═════ Provided entries

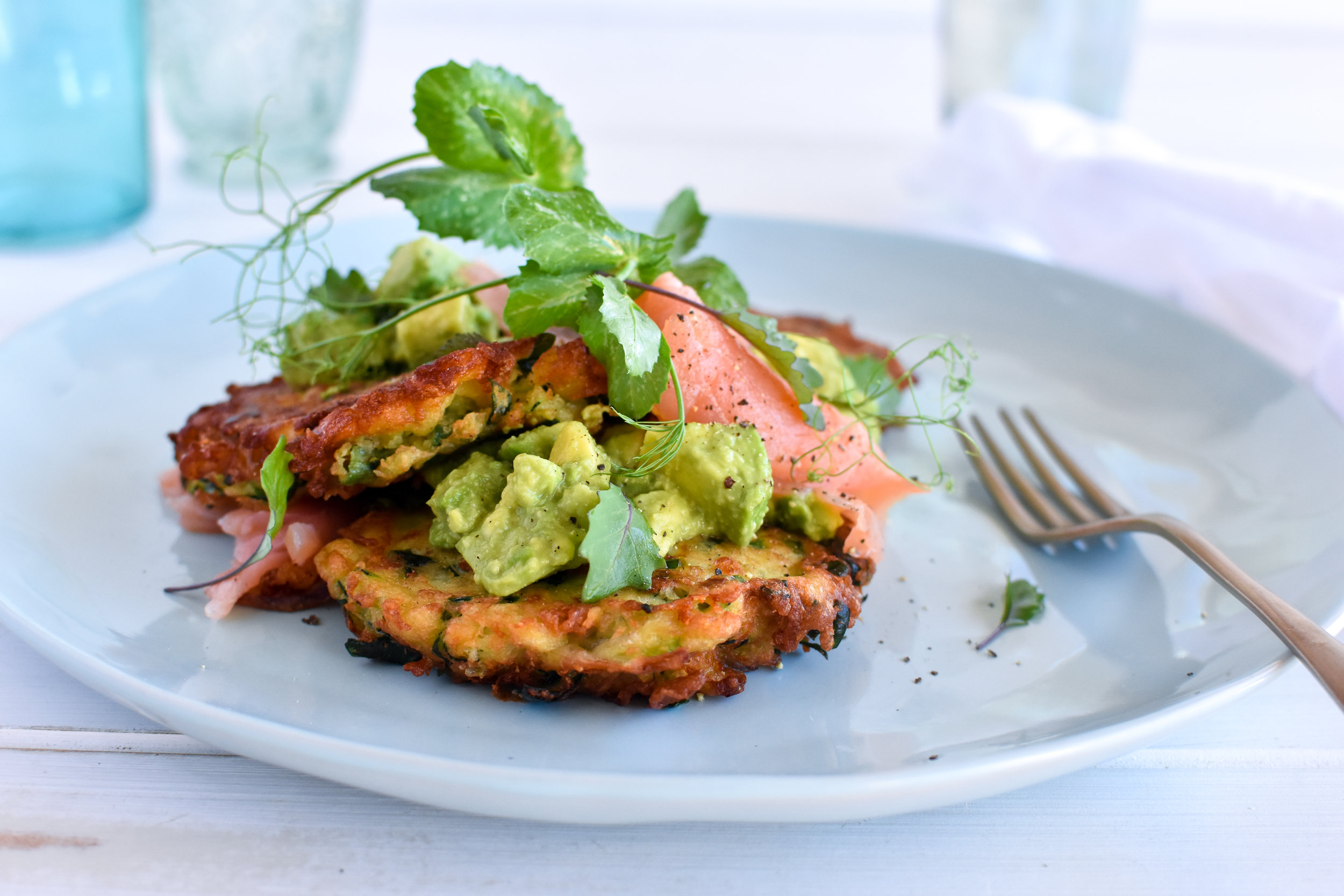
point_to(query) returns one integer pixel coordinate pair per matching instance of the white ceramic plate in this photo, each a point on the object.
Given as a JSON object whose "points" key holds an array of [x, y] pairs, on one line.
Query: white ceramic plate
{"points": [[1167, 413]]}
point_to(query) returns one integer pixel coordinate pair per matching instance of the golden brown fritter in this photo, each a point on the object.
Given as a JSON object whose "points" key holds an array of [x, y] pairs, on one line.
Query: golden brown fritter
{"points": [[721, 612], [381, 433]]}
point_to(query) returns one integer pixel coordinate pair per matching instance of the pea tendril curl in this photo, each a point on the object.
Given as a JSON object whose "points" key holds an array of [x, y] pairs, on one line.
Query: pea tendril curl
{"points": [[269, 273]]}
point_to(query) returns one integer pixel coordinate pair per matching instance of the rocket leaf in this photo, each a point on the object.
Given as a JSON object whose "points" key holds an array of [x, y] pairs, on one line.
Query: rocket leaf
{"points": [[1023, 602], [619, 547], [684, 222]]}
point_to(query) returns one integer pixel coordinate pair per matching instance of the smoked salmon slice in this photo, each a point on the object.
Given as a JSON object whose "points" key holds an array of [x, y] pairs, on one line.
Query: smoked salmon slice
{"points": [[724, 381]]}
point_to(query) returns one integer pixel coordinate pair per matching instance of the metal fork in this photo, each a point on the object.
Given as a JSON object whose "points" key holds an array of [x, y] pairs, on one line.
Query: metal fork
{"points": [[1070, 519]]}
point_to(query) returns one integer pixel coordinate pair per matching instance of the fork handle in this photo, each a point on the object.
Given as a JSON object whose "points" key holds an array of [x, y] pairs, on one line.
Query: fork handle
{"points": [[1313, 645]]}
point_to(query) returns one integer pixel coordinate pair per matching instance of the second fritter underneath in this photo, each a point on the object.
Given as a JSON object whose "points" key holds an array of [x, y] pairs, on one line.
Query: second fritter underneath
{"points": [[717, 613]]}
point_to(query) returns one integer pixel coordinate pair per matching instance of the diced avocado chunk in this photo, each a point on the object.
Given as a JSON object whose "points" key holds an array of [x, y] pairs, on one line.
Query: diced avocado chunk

══════════

* [What you are asked to do] Reproduce the listing from the line containing "of the diced" through the end of the listing, changing "avocado" to "mango" and leaving all else as it stands.

* [Written response]
point_to(query) returns one integer pixel coordinate pair per matching instance of the diced mango chunk in this photo, each a point on the object.
Given as a JSON object whose "points" key holds an array of [x, y] pairs, on one line.
Query: diced mango chunk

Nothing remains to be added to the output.